**Actions to take:**
1. List every person the post about turning 24 mentions by name.
2. Answer these questions using the post about turning 24:
(a) Which song and band are the opening lyrics taken from?
(b) Which university gave the writer a scholarship for a master's degree?
(c) How many years in prison does the post give for Nelson Mandela?
3. Continue the post about turning 24, starting after its last sentence.

24

I’m only 23 for another hour give or take,
I’m not a sinner or a preacher
So promise me only one thing, would you?
Just don’t ever make me promises
No promises, no promises

The above lyrics are a medley from the song Promises by Incubus. I’m 24 on Monday, with a lot on my mind. I’m not sure I’m as happy as I should have wanted to be. I have realized a lot of things. I’ll share those which my thoughts can allow to be stringed into words, those that form and perhaps a conclusion.

The quarter-life crisis is real. This is the point in life you are struggling to make something of your degree, your career, your business, your hustling, perhaps your relationships. You try to define yourself, yet society may have other expectations. Family has its pressures.

It's been 24 years

I have realized it is never about you. The decisions you make are hard to make only because you have to think of other people. If it was about you, you’d do what’s best for you, screw everyone else. But your friends, your colleagues, society, family.. they matter. That is why you choose to do that 8-5 job than pursue that risky career whose rewards may never be, but it will make you truly happy. However happy it may make you, bills have to be paid and so jobs have to be done.

I have realized it’s very easy to lose sight of the goals. It is easy to fall by the wayside. All it takes is that one time, that first time… it’s easier to do something wrong the second time, the third time.. sooner or later the guilty conscience is buried further away, and you’re drowning in your vices.

I have realized time and distance will cost you friendships. Relationships.

I have realized that though I may not have achieved whatever I wanted to by this age, God knows what that is, I shall be satisfied with what I have done so far. I got my first class bragging rights – as you can see, it’s almost a year later and I haven’t forgotten about it! I got a scholarship to do my masters in Kenya’s best IT university- Strathmore. I have Paul Kagame and Bob Collymore on speed dial. Okay, I kid. I have girls, teachers of girls and other people emailing me telling me I have inspired them, that I’m an encouragement to all the women starting out in technology and sciences in general. Sometimes I think that maybe I don’t deserve to be their inspiration, that my life is pretty mundane. Then other times I think these people who look up to me help keep me on my toes. I have to clean up my act, and maintain it. I have to keep my dreams alive.

I have realized that being a hero is not about thinking of what’s best for you. It’s about sacrifice. It is about others. It is not having the perfect life: you could hardly envy Nelson Mandela’s earlier life(27 years in prison! I’m not even 27 yet!), or Wangari Maathai’s, much less Mother Teresa’s. It’s about living your life for the good of others. Your purpose in life is to make life better for all those around you. For the whole world. I find this a worthy reason to get out of bed every day. Do you want to know my dream? Click that link.. he he I won’t make it easier for you!

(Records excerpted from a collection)
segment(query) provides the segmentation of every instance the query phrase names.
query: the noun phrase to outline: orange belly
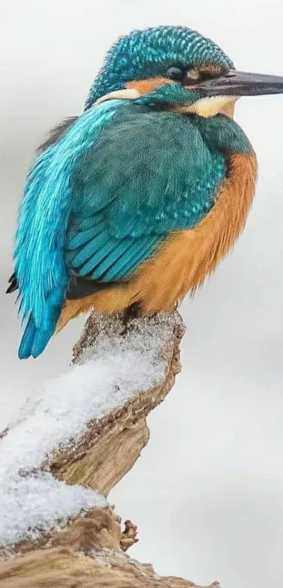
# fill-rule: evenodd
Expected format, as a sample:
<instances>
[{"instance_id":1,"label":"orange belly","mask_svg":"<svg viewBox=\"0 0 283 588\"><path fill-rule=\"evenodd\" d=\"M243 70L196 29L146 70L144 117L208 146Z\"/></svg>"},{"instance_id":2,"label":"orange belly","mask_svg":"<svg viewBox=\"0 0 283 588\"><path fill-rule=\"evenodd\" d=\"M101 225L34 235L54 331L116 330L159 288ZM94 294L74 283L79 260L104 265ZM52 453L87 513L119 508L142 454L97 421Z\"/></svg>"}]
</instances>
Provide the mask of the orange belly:
<instances>
[{"instance_id":1,"label":"orange belly","mask_svg":"<svg viewBox=\"0 0 283 588\"><path fill-rule=\"evenodd\" d=\"M172 234L127 284L67 300L57 331L70 319L93 307L110 314L138 302L145 316L171 312L178 300L203 283L234 245L246 223L256 179L255 154L232 155L228 178L205 218L194 229Z\"/></svg>"}]
</instances>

**Answers for the tasks:**
1. Paul Kagame, Bob Collymore, Nelson Mandela, Wangari Maathai, Mother Teresa

2.
(a) Promises by Incubus
(b) Strathmore
(c) 27 years

3.
So yeah, I’m still on Feetsubishi, sometimes Shoebaru… I’m still living in my parent’s house, still send please-call-me’s on occasion, still have to call on my friends to bail me out, still walking around with my backpack, still sitting in class listening to lecturers, still chasing after the shadows of relationships hoping to find the one, still doing that job whose payment comes a month late….. BUT I have every reason to smile. Every reason to wake up and chase after my dream. I have my friends, my family. I’m alive and I have been given another chance to be awesome.

Happy 24th birthday to me!

P.S. BAKE Awards Now Open For Voting.
You know this is your birthday present to me: your vote! Click here to vote for me in the Best General Blog Category!

P.P.S.

This Friday night, I’m off to coast to watch AFC Leopards beat Tusker FC at Mbaraki Stadium in Mombasa tomorrow at 3pm. Even a leopard drinks Tusker sometimes!

  • http://ourkidbert.blogspot.com/ Our Kid

    Beautifully written.

    24, huh? During my time, the then inspirational song was Coolio’s ‘Gangstas Paradise’ where he sang ‘I am 23 now but wilkl i live to see 24… the ways things are going I don’t know!’

    Life promises so many things with its unpredictability and just like football, you never know!

    • savvykenya

      Yeah you never know.. I also like those particular lines: I’m 23 now but will I live to see 24?

  • Ymutua

    I love the way you tell your stories. You are not an inspiration to women only but to men also – few will admit that. Happy Birthday.

    • savvykenya

      Thank you Mutua! I’ll keep that in mind!

  • Shiko-Msa

    Happy Birthday lil sis. Hope to see you when you come down kesho.

    • savvykenya

      Alright, I will call you tomorrow! Do you live on the island or North coast?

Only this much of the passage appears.